Stated goal: Rescale the records from the start up to and including the line with "POLYGON ((49 463, 167", giving every line again, requests included. Multiply each outline coordinate in the answers by 0.75 and round to whole numbers, with halves rounded up, but leave the numbers in the requests and their format samples unchanged.

╭──

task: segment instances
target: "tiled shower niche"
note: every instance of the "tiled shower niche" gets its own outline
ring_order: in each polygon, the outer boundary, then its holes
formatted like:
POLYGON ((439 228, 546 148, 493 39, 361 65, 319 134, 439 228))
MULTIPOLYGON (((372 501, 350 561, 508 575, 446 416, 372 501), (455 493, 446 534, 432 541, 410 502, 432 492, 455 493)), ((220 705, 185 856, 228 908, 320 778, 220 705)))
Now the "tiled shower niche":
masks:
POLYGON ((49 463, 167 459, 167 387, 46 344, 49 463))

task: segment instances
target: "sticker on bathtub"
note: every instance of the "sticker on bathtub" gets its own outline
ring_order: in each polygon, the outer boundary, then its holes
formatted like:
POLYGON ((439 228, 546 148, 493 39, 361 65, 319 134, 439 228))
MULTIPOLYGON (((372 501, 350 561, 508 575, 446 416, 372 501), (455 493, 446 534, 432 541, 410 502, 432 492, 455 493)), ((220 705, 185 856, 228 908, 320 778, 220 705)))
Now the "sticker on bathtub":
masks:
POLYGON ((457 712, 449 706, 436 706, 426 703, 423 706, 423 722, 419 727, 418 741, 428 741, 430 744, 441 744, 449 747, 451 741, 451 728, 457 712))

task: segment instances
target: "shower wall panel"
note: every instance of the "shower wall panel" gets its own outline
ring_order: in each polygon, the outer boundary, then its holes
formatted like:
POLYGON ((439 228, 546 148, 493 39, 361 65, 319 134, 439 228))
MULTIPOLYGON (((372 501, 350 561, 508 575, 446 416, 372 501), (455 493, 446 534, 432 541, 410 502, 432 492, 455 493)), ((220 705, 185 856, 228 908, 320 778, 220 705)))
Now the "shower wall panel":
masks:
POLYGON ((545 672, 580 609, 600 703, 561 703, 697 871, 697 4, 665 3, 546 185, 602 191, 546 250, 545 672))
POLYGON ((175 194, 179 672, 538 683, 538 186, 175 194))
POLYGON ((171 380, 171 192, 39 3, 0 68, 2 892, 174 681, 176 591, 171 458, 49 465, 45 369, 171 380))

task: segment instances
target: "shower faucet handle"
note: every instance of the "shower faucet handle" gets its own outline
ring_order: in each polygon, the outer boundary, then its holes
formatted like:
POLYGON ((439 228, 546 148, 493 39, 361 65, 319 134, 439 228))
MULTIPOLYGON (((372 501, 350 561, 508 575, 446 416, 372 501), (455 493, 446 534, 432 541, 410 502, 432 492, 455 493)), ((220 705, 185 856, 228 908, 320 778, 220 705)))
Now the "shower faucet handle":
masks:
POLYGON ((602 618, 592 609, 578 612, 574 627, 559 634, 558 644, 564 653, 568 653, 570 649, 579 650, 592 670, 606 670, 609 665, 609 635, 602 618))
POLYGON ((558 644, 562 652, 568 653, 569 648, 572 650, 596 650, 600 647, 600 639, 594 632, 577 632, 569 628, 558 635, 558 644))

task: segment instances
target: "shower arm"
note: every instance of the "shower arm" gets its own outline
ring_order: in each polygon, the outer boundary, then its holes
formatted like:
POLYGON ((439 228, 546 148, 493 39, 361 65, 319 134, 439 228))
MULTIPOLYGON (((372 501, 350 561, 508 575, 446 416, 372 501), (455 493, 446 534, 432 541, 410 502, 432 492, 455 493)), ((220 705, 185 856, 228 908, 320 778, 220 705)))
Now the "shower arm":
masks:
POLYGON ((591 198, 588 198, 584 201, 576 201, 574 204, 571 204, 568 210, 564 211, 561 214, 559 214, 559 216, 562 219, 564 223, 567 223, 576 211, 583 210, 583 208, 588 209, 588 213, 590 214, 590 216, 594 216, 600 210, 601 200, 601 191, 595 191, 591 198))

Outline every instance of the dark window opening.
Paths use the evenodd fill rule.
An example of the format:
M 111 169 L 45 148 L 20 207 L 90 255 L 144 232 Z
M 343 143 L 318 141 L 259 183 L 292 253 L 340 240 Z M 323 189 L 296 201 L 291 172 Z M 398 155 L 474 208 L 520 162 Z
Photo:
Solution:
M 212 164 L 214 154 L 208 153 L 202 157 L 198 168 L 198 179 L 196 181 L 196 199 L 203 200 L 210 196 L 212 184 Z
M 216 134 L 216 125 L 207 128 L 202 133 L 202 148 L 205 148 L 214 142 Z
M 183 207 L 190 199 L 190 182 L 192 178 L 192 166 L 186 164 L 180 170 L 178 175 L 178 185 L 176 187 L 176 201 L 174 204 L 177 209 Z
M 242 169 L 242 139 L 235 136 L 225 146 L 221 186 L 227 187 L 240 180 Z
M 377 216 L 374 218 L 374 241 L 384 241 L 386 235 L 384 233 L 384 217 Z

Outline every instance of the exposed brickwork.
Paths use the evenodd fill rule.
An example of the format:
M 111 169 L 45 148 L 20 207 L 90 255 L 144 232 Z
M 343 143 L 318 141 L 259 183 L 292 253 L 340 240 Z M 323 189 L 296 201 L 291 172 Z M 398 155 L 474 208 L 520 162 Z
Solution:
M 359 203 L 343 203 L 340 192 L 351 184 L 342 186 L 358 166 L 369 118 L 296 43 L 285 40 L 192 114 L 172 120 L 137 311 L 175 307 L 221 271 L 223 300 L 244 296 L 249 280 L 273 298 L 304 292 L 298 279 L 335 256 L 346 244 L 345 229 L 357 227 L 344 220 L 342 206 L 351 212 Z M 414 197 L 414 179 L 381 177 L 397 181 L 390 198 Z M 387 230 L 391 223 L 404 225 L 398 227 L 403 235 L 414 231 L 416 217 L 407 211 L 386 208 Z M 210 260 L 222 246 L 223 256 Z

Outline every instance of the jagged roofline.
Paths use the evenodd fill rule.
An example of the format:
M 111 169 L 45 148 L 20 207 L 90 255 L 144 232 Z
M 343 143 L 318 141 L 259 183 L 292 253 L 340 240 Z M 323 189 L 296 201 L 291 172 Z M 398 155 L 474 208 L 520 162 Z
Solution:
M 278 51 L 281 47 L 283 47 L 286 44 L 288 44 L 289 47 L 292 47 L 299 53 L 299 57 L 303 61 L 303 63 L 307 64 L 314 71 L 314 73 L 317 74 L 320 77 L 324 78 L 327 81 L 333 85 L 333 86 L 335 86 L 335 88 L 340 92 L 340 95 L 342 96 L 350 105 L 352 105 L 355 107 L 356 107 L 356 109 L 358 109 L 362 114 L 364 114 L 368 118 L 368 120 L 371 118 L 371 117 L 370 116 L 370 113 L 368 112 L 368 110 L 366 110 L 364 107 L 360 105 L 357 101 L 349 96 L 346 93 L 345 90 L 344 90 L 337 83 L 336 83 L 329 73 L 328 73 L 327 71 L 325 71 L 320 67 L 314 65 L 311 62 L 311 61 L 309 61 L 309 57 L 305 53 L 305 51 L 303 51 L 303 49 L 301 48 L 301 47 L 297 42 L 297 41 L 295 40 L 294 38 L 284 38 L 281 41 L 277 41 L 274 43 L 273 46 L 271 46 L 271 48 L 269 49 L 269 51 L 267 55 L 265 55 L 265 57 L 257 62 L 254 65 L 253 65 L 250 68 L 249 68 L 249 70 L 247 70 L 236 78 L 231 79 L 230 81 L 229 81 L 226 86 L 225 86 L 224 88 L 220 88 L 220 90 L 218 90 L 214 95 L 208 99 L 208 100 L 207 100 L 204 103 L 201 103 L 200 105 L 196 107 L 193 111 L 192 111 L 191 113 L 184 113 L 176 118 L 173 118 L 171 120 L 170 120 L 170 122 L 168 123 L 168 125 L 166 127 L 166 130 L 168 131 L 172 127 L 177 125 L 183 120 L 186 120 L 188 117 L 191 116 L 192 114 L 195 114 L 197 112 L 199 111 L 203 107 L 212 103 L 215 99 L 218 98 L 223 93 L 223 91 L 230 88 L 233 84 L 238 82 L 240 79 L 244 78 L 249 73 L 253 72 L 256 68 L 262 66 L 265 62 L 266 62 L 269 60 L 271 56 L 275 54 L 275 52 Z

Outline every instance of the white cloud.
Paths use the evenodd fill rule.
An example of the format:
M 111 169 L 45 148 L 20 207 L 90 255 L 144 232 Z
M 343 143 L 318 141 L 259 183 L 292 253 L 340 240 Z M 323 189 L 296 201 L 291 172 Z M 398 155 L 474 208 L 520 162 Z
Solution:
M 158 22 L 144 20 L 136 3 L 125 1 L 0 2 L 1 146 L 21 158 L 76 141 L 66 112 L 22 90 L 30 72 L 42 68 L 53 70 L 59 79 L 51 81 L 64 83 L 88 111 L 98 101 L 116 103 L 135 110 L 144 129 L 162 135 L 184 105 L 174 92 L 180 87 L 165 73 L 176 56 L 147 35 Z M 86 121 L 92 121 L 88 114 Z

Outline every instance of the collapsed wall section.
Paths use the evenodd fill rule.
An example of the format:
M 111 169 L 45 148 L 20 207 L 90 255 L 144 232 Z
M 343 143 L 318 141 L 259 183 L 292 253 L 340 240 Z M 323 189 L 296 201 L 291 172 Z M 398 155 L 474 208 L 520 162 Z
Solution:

╰──

Full answer:
task: segment instances
target: "tiled shower niche"
note: every instance of the "tiled shower niche" gets its own outline
ring_order: in each polygon, the outer boundary, then its holes
formatted like:
POLYGON ((439 228, 546 148, 493 39, 361 65, 319 134, 439 228))
MULTIPOLYGON (((372 501, 350 561, 508 575, 446 416, 372 501), (455 493, 446 534, 432 541, 410 502, 432 492, 455 493)), ((220 705, 185 856, 228 908, 320 778, 220 705)))
Now the "tiled shower niche":
masks:
POLYGON ((37 347, 125 344, 125 290, 35 258, 37 347))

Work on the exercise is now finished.